Required action
Copy each line of the records below, from the first through the one that contains "Target: cluster of agave plants", exactly as written.

Given entries START

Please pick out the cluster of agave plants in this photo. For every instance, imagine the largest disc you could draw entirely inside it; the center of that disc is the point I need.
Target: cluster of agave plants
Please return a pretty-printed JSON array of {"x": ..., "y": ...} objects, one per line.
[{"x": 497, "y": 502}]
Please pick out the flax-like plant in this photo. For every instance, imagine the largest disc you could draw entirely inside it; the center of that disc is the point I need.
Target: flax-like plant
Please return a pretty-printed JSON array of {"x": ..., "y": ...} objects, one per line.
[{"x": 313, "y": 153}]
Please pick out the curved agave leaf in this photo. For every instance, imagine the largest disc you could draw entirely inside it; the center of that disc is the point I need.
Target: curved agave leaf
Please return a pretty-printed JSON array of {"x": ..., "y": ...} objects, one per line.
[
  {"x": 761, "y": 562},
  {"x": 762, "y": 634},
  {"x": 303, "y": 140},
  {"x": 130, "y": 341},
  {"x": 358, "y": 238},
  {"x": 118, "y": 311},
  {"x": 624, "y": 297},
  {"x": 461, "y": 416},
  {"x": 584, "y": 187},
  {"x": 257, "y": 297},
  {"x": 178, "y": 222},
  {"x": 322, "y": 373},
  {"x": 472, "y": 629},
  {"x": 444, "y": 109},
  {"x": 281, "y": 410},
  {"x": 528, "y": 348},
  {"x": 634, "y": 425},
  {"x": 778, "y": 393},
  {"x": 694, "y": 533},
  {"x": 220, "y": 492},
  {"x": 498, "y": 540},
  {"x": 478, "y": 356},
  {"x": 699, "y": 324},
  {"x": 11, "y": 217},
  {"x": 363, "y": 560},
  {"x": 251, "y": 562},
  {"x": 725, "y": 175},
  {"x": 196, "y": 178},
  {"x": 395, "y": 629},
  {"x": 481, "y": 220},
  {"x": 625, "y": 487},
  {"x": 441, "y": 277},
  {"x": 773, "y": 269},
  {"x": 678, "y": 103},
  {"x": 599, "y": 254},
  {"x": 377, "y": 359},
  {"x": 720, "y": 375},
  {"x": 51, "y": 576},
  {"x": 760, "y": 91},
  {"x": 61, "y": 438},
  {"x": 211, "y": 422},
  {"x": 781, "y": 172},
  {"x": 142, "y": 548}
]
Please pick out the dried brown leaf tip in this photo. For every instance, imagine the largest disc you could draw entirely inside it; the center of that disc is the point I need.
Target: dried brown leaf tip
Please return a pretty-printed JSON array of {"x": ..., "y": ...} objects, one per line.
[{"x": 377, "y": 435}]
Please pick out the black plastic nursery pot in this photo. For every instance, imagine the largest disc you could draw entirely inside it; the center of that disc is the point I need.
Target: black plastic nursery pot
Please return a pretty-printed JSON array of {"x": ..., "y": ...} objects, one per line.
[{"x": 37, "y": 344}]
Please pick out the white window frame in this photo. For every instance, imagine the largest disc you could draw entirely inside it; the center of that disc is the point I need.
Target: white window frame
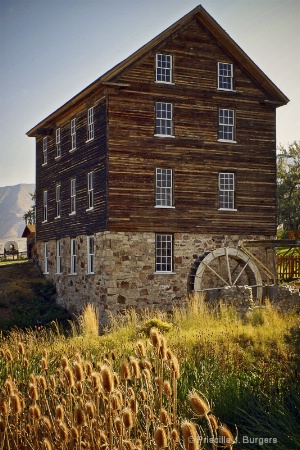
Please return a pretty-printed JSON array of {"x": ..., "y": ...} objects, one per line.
[
  {"x": 46, "y": 257},
  {"x": 226, "y": 130},
  {"x": 91, "y": 254},
  {"x": 226, "y": 184},
  {"x": 164, "y": 253},
  {"x": 58, "y": 257},
  {"x": 164, "y": 119},
  {"x": 225, "y": 76},
  {"x": 90, "y": 124},
  {"x": 73, "y": 134},
  {"x": 45, "y": 206},
  {"x": 163, "y": 188},
  {"x": 58, "y": 200},
  {"x": 90, "y": 190},
  {"x": 164, "y": 68},
  {"x": 58, "y": 142},
  {"x": 73, "y": 196},
  {"x": 45, "y": 151},
  {"x": 73, "y": 251}
]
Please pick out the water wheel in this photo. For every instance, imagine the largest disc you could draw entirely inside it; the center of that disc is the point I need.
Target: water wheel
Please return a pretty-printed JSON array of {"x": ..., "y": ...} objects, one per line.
[{"x": 227, "y": 266}]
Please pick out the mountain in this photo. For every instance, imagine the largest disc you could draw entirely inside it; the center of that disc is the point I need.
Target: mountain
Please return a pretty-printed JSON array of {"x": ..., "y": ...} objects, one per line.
[{"x": 14, "y": 202}]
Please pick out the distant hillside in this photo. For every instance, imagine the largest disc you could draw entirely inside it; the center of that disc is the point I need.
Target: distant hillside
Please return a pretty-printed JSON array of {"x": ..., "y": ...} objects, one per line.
[{"x": 14, "y": 202}]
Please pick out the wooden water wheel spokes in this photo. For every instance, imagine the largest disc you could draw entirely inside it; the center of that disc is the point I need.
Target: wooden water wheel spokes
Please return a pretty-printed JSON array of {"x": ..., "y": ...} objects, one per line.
[{"x": 227, "y": 266}]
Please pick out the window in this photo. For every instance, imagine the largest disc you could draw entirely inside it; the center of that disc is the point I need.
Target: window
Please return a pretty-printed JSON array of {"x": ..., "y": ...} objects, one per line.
[
  {"x": 46, "y": 260},
  {"x": 73, "y": 256},
  {"x": 164, "y": 119},
  {"x": 225, "y": 76},
  {"x": 91, "y": 190},
  {"x": 45, "y": 150},
  {"x": 226, "y": 125},
  {"x": 45, "y": 206},
  {"x": 226, "y": 190},
  {"x": 164, "y": 253},
  {"x": 58, "y": 143},
  {"x": 90, "y": 124},
  {"x": 58, "y": 257},
  {"x": 91, "y": 253},
  {"x": 73, "y": 134},
  {"x": 58, "y": 200},
  {"x": 164, "y": 68},
  {"x": 164, "y": 188},
  {"x": 73, "y": 196}
]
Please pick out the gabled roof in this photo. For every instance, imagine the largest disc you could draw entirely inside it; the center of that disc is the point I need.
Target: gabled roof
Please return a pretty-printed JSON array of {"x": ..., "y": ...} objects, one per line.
[{"x": 199, "y": 13}]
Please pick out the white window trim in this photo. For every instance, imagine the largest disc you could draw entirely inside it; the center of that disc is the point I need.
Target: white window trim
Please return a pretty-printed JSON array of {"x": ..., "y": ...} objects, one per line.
[
  {"x": 167, "y": 188},
  {"x": 73, "y": 134},
  {"x": 171, "y": 257},
  {"x": 91, "y": 123},
  {"x": 171, "y": 120},
  {"x": 171, "y": 71},
  {"x": 72, "y": 196},
  {"x": 45, "y": 151},
  {"x": 90, "y": 256},
  {"x": 58, "y": 258},
  {"x": 58, "y": 143},
  {"x": 73, "y": 257},
  {"x": 46, "y": 258},
  {"x": 228, "y": 190},
  {"x": 231, "y": 77}
]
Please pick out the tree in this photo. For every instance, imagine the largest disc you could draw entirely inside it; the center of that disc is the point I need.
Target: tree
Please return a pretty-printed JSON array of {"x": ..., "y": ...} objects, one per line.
[
  {"x": 29, "y": 216},
  {"x": 288, "y": 186}
]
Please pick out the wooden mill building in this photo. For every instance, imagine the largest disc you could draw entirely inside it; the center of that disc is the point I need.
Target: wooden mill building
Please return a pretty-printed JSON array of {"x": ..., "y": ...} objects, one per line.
[{"x": 168, "y": 155}]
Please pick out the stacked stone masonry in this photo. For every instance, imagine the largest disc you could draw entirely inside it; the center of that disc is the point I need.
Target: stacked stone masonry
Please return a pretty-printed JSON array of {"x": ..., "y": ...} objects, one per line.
[{"x": 124, "y": 274}]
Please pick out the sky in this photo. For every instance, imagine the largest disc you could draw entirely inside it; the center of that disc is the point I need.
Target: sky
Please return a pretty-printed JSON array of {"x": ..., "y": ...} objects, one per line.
[{"x": 52, "y": 49}]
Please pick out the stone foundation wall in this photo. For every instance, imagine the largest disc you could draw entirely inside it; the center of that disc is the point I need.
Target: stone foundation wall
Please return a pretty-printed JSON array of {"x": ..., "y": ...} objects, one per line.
[{"x": 125, "y": 270}]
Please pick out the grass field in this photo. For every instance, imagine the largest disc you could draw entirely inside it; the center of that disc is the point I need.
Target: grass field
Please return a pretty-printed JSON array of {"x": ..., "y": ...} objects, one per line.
[{"x": 202, "y": 376}]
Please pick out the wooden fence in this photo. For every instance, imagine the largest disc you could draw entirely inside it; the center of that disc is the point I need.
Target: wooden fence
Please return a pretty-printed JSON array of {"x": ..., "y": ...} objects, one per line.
[{"x": 288, "y": 267}]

Given entries END

Solution for this exercise
Please pick out the cluster of agave plants in this photo. For every instance, imagine the largest disc you could draw entirely inside it; the center of that disc is the point I need.
Target: cluster of agave plants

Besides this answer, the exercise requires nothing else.